## Complete the following
1. In the mailing-list thread on wiki edit performance, why is the writer more concerned with making page saves efficient than page loads? Answer in one to three sentences.
2. Edit the mailing-list thread on wiki edit performance by giving the passage from "Depends on a" up to and including "software and hardware." again, with "CPU" replaced by "processor".

## Page excerpt

___

I have a wiki with a high volume of edits that need to be made (via API), about 2-3 per second. The wiki can't keep up with them; there ends up being a backlog of edits that need to be made as, e.g., attempts are being made by 10 different bots to make 10 edits simultaneously (all to different pages) and it takes a long time for them to save so that the bots can move on to their next edits.
What's the best way to boost performance in the ways needed to reduce the time needed to save edits, or to be able to save more edits per second by concurrently running bots? Thanks, -- Starstruck
What's the best way to boost performance ...
Depends on a myriad of factors, such as the OS, web server and database and hardware etc.
The simplest answer is to increase your hardware resources, meaning if the site has one CPU, give it two. For anything more specific, we would need more details about the server software and hardware.
Hershel On Wed, Nov 28, 2018 at 2:41 PM Star Struck starstruck7200@gmail.com wrote:
I have a wiki with a high volume of edits that need to be made (via API), about 2-3 per second. The wiki can't keep up with them; there ends up being a backlog of edits that need to be made as, e.g., attempts are being made by 10 different bots to make 10 edits simultaneously (all to different pages) and it takes a long time for them to save so that the bots can move on to their next edits.
What's the best way to boost performance in the ways needed to reduce the time needed to save edits, or to be able to save more edits per second by concurrently running bots? Thanks, -- Starstruck _______________________________________________ MediaWiki-l mailing list To unsubscribe, go to: https://lists.wikimedia.org/mailman/listinfo/mediawiki-l
The server is just the localhost that I use for testing; it's Apache and MySQL running on Ubuntu 18.04 on an HP Elite 3.0ghz with 4GB of RAM https://www.amazon.com/HP-Elite-Professional-Certified-Refurbished/dp/B0094JF1HA. I haven't really figured out what kind of hardware or software I want to use for production, because I haven't done a lot of server administration (I've typically just used a VPS when I needed webhosting, but perhaps my needs now have expanded beyond that, because this is going to be a huge wiki, the same scale as Wikipedia; although my main concern at the moment is with making page saves, rather than page loads, more efficient, since I don't necessarily anticipate having a lot of visitors from the Internet reading the wiki, or else I'd be focusing more on stuff like caching; I mostly just want to set up a workable proof-of-concept for the moment.)

___

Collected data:
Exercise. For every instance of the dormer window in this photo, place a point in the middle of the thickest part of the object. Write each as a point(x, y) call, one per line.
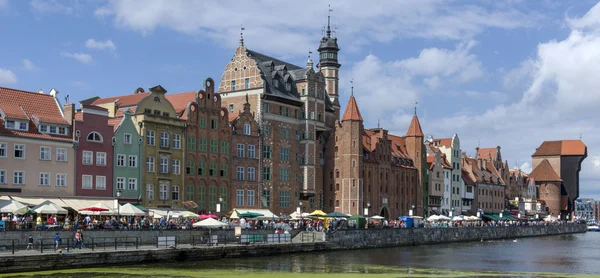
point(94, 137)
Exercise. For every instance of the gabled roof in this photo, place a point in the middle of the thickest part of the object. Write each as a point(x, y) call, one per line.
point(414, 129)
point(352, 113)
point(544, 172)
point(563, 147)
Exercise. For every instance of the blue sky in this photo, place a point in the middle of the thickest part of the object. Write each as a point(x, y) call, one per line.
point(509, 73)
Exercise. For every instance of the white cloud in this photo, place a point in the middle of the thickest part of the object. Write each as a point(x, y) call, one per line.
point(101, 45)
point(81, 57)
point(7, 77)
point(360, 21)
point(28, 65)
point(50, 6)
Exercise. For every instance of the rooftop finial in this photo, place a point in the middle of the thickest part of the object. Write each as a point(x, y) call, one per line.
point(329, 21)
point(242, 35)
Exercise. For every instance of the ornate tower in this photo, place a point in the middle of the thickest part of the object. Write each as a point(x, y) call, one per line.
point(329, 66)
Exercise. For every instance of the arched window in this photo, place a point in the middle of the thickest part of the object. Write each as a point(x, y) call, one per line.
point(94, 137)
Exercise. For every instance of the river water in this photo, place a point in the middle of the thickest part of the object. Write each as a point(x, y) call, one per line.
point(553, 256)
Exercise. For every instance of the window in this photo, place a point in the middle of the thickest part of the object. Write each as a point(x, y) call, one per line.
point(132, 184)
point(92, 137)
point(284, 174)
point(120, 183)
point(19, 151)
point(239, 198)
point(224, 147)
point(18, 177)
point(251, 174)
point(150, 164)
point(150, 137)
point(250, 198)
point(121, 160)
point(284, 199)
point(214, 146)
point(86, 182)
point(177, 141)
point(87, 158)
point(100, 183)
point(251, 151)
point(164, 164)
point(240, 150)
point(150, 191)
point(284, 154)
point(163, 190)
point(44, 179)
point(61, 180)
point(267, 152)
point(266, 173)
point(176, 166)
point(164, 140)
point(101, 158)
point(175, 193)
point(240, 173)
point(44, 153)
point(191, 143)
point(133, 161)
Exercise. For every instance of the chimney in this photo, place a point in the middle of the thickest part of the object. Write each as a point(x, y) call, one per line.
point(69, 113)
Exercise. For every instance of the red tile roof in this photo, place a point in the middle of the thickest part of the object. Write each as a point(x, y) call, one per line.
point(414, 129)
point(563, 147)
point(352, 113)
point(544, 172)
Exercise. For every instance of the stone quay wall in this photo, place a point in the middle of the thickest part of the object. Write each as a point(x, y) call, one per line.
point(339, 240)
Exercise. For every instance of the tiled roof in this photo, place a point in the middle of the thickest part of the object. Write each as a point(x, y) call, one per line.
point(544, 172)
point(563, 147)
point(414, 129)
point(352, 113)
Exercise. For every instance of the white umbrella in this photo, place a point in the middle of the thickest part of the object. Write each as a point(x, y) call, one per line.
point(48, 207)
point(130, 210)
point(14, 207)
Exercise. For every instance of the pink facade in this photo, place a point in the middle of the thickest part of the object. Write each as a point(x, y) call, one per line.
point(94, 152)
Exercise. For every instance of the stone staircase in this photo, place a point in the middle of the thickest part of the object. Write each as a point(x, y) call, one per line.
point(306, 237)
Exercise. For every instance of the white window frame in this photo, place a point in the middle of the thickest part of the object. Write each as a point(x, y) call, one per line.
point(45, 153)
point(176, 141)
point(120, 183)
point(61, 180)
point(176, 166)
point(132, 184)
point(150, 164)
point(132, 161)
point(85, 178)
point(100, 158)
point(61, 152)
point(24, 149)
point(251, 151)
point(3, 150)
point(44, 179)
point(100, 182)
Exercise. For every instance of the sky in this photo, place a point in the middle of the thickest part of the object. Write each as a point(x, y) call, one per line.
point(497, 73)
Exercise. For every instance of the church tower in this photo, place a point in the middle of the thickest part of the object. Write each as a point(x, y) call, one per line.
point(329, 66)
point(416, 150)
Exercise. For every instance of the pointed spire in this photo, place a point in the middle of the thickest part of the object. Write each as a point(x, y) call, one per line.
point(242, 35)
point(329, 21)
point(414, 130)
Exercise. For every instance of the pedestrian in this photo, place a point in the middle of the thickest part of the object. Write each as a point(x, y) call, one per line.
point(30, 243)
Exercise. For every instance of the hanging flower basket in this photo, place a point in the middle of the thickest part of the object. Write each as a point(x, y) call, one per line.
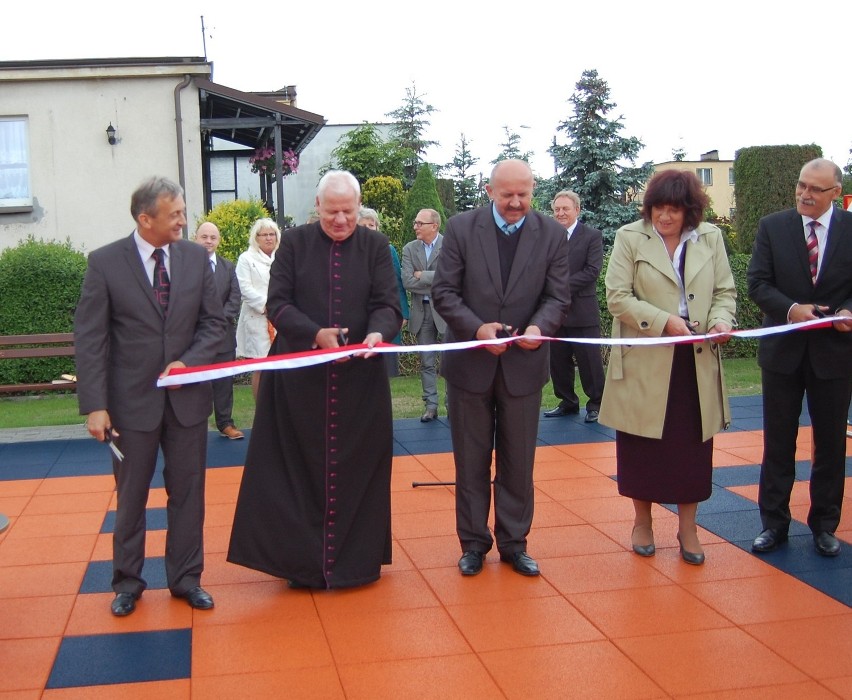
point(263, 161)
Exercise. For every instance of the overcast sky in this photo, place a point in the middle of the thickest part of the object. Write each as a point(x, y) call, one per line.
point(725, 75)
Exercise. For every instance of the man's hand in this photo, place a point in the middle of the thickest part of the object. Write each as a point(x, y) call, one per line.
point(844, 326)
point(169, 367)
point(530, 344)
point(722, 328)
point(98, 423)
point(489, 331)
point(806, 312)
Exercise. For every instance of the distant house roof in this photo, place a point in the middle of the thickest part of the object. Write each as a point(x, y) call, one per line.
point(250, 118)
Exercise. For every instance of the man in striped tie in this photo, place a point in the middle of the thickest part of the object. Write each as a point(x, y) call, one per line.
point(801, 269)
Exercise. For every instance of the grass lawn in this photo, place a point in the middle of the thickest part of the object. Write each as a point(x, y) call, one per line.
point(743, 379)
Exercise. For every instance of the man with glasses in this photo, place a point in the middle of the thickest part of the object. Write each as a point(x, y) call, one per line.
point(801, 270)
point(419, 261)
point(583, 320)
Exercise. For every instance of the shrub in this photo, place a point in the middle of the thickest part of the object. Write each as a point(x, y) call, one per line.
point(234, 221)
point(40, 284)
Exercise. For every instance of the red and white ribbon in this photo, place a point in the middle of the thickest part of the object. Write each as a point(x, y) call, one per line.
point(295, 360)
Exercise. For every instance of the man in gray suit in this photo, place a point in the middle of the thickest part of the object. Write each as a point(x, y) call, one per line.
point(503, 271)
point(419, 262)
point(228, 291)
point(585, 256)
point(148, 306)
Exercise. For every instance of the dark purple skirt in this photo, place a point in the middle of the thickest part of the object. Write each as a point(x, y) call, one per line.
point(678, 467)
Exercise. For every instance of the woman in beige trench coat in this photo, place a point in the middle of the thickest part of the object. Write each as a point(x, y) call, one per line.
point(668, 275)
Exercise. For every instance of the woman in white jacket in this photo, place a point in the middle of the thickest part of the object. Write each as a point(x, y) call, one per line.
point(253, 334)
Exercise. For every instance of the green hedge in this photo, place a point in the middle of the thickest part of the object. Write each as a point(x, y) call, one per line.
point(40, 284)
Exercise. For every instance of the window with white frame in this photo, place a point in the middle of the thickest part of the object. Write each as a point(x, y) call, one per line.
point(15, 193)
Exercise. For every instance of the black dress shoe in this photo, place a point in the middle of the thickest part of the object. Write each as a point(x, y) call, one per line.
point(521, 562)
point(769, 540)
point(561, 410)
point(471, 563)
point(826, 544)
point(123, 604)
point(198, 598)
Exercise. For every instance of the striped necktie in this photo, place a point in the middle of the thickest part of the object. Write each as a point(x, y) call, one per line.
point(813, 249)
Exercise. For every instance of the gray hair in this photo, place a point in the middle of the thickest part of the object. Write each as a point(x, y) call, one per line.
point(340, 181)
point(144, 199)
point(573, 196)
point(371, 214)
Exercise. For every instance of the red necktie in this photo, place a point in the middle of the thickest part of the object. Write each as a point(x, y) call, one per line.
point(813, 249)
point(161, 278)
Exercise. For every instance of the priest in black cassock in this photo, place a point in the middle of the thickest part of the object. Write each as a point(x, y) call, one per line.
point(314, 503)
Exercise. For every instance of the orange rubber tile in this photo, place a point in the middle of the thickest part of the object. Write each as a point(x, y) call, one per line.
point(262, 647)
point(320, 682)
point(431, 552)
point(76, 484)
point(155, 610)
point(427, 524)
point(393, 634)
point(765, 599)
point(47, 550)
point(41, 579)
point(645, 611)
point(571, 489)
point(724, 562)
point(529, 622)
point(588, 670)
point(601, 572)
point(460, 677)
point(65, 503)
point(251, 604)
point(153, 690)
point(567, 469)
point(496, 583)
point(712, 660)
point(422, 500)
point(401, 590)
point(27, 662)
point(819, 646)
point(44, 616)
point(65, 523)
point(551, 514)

___

## Answers for the tasks
1. The writer doesn't necessarily expect many visitors from the Internet to read the wiki. If they did, they would focus more on things like caching.

2.
Depends on a myriad of factors, such as the OS, web server and database and hardware etc.
The simplest answer is to increase your hardware resources, meaning if the site has one processor, give it two. For anything more specific, we would need more details about the server software and hardware.